[EXTRAIT RETENU]

---

Virilités et pouvoirs: les révoltes arabes
De «révolution en
révolution», les femmes sont tantôt voilées, dévoilées, exhibées et enfermées.
Il est connu et reconnu
que les dictatures enferment, musèlent et violentent les peuples dans toutes leurs composantes que
ce soient les hommes, les femmes et toutes les minorités.
Les révolutions, quant
elles sont sensées libérer les peuples dans toutes leurs composantes,comprenant
bien par là que cela ne peut se réaliser qu'à travers la démocratie. Démocratie
qui doit aux minorités leur protection et leur liberté (A. Camus)
Les révolutions arabes ou
comme les appellent certains, les printemps arabes seraient l'expression de la
volonté des peuples d'exigence d'un changement de l'ordre politique,
économique, culturel et moral des systèmes politiques dictatoriaux, corrompus
et despotes en place.
Ces dites révolutions
lancées et portées par une jeunesse coordonnées par des réseaux sociaux
virtuels voient leurs aboutissements se dessiner par les prises de pouvoirs par
les hommes et presque exclusivement des hommes. Et voilà que les hommes
déclarent héroïquement un projet de société fondé sur la religion qui consacre
la virilité ( le masculin): « juchée sur son socle théologico- juridique»
(N.Tazi): «aucune revendication politique n'ébrèche cette identité qui
se rapporte à la naissance... le commandement s'identifie au commencement.»
N'est-ce pas qu'Ibn
Khaldùn dit que «l'homme est un chef par nature», et qu' «il est fait
pour commander parce qu'il est le représentant de Dieu sur terre.» Ici et
là à travers les écrits et les plateaux télé beaucoup de chercheurs,
intellectuels et politiques s'évertuent à nous convaincre de la grandeur de ces
révolutions. Ces mêmes révolutions qui ont ,certes, le mérite d'avoir balayées
les dictateurs mais n'assurent pas pour autant l'avènement d'une démocratie
réelle et effective.

---

[Enregistrements du jeu de données]
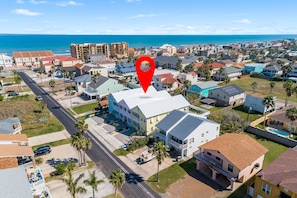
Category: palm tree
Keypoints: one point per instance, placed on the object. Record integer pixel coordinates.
(18, 80)
(81, 126)
(76, 141)
(93, 181)
(117, 179)
(288, 86)
(272, 84)
(52, 84)
(160, 151)
(292, 115)
(254, 85)
(72, 184)
(268, 102)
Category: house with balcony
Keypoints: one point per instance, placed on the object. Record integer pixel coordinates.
(102, 87)
(278, 179)
(202, 88)
(10, 126)
(254, 102)
(185, 132)
(143, 111)
(230, 95)
(234, 157)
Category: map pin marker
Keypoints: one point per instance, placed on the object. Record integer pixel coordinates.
(145, 76)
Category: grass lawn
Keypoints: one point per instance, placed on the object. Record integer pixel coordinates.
(53, 144)
(85, 108)
(263, 87)
(170, 175)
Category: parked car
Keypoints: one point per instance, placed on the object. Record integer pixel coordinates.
(39, 98)
(13, 93)
(42, 150)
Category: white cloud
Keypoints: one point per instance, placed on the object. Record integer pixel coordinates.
(244, 21)
(69, 3)
(38, 2)
(26, 12)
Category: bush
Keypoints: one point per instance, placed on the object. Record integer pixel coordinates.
(39, 160)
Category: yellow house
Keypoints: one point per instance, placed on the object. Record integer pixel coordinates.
(278, 179)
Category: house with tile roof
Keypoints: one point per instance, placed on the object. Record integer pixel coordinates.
(143, 111)
(230, 95)
(235, 157)
(278, 179)
(102, 87)
(10, 126)
(185, 132)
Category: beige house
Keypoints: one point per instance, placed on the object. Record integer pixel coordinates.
(235, 157)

---

[TÂCHES PROPOSÉES]
A. Indiquez si chacune des affirmations suivantes concorde avec l'extrait sur les révoltes arabes. Répondez par oui ou par non et citez exactement les mots de l'extrait qui tranchent. (i) Les révolutions ont été lancées par une jeunesse. (ii) Ces révolutions garantissent l'avènement d'une démocratie réelle. (iii) Les prises de pouvoir se sont faites presque exclusivement par des femmes.
B. Prolongez l'extrait sur les révoltes arabes à partir de sa dernière phrase, s'il vous plaît.
Les données constituent un matériau distinct de l'extrait sur les révoltes arabes.

[RÉPONSES AUX TÂCHES]
A.
(i) Oui : « lancées et portées par une jeunesse »
(ii) Non : « n'assurent pas pour autant l'avènement d'une démocratie réelle et effective »
(iii) Non : « les prises de pouvoirs par les hommes et presque exclusivement des hommes »

B.
Alors à ceux et à celles
qui savent parfaitement que la démocratie ne se limite pas qu'à la chute des
dictateurs et le recours aux urnes, nous leur demandons de nous raconter la
vérité des intérêts qui se cachent derrière leurs analyses relativistes. Et si
intérêt, il n' y en a pas, alors que la
solidarité des hommes et des femmes libres et égaux s'expriment en termes de
liberté de conscience, de partage des pouvoirs et des richesses, d'égalité de
droits entre les hommes et les femmes.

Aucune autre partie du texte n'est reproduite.